The word "brick" may appear in some of the lines below. State how many lines contain it, and write only that number.

Extracted records —
<<<<
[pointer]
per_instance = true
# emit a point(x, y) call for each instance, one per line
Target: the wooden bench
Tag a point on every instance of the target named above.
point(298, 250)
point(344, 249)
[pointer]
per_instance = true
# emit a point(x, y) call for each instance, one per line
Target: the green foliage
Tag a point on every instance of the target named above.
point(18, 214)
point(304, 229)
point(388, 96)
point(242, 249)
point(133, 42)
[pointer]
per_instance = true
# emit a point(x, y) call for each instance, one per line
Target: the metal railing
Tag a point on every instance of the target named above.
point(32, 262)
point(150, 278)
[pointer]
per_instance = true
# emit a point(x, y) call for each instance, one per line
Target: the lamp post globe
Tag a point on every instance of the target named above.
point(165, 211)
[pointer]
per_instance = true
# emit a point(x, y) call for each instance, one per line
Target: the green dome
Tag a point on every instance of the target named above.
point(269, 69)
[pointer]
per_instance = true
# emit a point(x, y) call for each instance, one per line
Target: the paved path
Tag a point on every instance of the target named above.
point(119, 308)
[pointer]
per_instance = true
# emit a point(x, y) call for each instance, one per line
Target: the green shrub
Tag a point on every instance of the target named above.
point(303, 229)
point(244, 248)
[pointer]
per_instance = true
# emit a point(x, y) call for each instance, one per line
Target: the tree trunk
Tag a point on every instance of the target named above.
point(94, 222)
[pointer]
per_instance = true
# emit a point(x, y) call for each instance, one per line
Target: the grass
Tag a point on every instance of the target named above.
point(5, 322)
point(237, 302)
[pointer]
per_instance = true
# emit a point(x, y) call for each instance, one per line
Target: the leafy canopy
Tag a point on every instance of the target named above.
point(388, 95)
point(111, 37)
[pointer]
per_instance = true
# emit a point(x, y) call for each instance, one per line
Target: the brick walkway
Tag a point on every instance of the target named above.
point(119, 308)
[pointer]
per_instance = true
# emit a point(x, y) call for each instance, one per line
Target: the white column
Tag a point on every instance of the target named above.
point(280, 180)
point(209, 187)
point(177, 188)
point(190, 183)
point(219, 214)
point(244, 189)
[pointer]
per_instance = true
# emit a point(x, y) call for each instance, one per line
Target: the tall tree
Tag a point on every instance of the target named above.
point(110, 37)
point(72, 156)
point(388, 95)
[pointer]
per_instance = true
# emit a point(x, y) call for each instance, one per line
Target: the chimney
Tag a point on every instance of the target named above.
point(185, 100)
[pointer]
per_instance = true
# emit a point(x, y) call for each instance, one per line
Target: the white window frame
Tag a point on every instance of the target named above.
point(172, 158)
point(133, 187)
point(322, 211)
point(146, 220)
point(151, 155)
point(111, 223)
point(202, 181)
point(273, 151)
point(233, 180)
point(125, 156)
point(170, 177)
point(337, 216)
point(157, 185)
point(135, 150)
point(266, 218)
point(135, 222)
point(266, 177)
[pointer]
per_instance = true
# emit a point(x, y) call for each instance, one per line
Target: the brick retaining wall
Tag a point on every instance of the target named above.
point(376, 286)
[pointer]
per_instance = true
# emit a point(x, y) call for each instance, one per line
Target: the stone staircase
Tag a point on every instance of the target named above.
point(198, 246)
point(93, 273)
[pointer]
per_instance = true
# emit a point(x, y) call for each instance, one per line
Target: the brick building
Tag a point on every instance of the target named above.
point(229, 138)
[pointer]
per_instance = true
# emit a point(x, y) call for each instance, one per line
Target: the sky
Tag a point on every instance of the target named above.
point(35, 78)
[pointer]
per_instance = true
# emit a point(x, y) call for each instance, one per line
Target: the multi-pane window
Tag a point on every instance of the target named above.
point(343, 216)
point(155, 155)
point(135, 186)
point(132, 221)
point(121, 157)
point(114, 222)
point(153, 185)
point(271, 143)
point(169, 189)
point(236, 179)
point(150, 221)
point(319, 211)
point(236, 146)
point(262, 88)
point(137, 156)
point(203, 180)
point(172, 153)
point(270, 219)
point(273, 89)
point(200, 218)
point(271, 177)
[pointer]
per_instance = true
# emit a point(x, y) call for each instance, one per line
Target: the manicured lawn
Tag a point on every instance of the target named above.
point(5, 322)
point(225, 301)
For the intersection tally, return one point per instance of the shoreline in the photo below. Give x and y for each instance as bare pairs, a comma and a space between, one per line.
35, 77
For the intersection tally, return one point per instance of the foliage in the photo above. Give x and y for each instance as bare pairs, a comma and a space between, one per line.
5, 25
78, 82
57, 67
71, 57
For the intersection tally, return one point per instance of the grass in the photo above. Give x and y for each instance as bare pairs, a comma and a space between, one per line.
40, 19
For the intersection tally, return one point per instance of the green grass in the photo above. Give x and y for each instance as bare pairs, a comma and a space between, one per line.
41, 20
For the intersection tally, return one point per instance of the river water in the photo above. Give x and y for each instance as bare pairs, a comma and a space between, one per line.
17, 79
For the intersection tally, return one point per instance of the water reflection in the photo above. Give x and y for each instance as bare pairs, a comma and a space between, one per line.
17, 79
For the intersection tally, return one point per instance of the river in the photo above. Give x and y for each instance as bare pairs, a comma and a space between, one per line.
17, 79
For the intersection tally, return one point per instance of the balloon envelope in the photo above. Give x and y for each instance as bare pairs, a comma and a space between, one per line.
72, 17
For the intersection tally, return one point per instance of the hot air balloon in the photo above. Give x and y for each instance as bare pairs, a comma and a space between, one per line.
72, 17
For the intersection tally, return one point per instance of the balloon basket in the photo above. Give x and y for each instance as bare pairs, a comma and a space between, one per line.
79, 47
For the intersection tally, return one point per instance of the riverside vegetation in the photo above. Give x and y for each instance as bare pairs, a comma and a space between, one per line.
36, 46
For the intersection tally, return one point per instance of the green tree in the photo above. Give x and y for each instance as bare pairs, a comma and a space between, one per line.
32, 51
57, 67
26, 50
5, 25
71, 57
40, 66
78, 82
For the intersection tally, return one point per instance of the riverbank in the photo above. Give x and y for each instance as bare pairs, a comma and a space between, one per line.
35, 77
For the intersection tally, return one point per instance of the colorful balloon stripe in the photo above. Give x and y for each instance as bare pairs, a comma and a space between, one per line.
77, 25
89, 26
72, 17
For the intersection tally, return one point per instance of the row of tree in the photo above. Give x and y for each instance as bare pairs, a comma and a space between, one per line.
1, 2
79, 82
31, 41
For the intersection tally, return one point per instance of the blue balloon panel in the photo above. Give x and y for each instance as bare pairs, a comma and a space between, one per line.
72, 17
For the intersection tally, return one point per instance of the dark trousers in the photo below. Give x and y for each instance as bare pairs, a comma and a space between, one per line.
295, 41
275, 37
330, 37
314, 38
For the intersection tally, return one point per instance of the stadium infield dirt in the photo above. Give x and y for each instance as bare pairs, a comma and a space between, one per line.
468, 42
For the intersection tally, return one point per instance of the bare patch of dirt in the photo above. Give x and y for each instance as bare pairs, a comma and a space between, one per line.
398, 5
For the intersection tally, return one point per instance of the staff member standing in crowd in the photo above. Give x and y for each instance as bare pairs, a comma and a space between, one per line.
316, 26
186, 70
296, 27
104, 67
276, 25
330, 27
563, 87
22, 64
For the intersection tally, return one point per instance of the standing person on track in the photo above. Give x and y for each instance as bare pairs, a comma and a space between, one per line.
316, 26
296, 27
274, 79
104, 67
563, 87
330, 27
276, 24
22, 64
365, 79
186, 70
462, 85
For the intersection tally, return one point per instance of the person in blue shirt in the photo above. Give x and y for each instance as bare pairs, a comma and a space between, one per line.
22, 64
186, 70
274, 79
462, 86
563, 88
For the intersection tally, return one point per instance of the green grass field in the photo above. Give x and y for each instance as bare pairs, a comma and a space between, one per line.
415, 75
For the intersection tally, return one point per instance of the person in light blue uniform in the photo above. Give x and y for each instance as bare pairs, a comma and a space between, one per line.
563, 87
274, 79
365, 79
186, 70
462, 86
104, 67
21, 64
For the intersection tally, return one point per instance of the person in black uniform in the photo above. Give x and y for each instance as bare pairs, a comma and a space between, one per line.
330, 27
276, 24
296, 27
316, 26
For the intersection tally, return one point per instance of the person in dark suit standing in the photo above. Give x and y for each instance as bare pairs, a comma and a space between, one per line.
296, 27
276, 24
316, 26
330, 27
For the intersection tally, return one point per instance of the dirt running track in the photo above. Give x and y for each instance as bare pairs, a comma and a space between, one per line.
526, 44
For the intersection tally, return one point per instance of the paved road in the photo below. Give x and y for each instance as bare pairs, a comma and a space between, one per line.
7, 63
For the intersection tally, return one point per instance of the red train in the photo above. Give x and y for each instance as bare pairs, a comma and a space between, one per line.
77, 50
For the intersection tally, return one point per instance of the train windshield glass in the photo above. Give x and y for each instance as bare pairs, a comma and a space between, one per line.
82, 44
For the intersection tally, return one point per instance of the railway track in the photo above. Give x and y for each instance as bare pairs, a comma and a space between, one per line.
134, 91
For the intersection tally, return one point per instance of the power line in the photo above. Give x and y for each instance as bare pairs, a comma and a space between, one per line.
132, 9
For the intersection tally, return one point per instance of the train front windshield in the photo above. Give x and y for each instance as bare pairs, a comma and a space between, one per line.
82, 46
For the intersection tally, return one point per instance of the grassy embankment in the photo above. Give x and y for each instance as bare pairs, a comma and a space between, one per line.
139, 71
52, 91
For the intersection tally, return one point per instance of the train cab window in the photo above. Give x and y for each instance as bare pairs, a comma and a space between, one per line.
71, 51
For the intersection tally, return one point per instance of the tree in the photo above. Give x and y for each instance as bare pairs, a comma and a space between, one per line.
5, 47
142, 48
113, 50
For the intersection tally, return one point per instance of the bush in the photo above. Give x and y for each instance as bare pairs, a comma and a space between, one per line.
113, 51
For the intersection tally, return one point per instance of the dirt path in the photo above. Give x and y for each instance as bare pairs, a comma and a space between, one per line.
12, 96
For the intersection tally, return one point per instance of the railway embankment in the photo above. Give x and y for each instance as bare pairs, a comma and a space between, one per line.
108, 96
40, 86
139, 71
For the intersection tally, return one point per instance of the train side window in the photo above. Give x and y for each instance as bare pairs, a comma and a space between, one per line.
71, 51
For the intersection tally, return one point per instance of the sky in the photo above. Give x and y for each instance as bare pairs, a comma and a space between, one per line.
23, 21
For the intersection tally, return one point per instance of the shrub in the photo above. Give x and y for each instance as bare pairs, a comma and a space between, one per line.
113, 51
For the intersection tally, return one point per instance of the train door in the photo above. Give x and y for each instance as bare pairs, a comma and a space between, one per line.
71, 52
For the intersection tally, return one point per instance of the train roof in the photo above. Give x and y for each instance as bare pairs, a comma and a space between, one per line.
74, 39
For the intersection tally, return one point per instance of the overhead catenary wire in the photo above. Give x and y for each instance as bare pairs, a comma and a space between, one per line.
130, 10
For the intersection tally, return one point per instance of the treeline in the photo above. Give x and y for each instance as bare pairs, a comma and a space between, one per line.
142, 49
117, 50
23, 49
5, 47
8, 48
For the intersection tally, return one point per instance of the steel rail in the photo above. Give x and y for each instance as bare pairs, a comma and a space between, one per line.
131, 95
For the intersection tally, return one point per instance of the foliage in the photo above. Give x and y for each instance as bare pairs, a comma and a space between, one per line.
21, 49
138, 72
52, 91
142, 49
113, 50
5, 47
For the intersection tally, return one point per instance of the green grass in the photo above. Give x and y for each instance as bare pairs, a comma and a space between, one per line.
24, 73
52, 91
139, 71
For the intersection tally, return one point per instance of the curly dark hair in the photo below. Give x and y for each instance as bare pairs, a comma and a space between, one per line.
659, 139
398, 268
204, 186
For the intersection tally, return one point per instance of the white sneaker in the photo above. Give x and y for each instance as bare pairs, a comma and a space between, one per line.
>>>>
Written solution — 3